Passage

* * *

Bayes’ rule is
P(A|B) = P(A) P(B|A) / P(B)
where A is some event and B is new evidence relevant to it. P(A|B) is the posterior, P(A) is the prior, and P(B|A) is the likelihood. P(B) is called the normalization factor and is often computed as
P(B) = P(A) × P(B | A) + (1 - P(A)) × (1 − P(not B | not A)).
Many textbook introductions to Bayesian analysis seem to say that Bayes’ rule is extended to distributions by applying it to many possible values of some parameter θ, as in the figure below. In this case, the prior is the probability that θ has some particular value along the axis. The likelihood is the function that gives the would-be probability of seeing the observed data given that the value of θ is actually the value given on the axis. Although the prior and the resulting posterior are both distributions of θ, note that the likelihood here is not a distribution (it doesn’t integrate to unity).
In this scheme, Bayes’ rule is applied to each value of θ along its axis by multiplying the probability density of the prior for a given value of θ by the corresponding likelihood at that value of θ. We call this operation zippering because it associates the prior density function and likelihood function at corresponding values of θ. The product function that results from this zippering is proportional to the posterior but needs to be scaled to have unit area by dividing it by the normalization factor. The normalization factor is often hard to compute, but in practice it might not matter much in this scheme because we can sometimes obtain a reasonable characterization of the posterior from the unnormalized function by numerically integrating it to find the value needed to rescale it. This handy trick is not available to analysts when they use Bayes’ rule with total probabilities (i.e., scalar values) or in the alternative distributional version of Bayes’ rule that I’ll now describe.

* * *

Given data
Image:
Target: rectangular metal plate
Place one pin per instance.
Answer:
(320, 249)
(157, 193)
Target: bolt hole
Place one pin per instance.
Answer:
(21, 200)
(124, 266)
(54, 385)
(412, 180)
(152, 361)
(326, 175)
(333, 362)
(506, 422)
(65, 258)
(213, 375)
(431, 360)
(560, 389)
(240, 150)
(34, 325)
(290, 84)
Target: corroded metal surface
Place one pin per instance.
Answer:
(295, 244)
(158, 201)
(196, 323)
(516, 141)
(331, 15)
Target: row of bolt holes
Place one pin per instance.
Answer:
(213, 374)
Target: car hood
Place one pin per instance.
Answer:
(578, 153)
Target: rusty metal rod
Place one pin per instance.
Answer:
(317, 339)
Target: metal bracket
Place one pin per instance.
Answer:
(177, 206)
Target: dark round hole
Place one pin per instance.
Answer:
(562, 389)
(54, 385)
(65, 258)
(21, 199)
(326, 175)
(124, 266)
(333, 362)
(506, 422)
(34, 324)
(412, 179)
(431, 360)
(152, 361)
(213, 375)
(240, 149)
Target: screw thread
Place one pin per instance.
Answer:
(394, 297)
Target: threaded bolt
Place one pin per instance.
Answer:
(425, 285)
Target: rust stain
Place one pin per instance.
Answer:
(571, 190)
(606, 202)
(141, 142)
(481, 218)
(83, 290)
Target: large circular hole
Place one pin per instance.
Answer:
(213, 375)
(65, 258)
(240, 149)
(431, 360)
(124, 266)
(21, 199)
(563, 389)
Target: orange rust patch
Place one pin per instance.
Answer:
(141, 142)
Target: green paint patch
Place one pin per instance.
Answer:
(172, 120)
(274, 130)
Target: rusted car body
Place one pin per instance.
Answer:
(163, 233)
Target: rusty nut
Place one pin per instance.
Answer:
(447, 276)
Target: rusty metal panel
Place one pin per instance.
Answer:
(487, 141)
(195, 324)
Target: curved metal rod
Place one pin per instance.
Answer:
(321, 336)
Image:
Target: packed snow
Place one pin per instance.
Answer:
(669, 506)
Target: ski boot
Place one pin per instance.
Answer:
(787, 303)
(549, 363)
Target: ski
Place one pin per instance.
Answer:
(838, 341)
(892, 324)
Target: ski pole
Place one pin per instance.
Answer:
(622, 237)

* * *

What the task requires
Answer these questions from the Bayes' rule passage:
1. What is P(A) called?
2. What name is given to multiplying the prior density by the likelihood at corresponding values of θ?
3. What is stated as the reason the likelihood is not a distribution?
The data come from a separate source and are not connected to the Bayes' rule passage.

Solution to the problem
1. The prior.
2. Zippering.
3. It doesn't integrate to unity.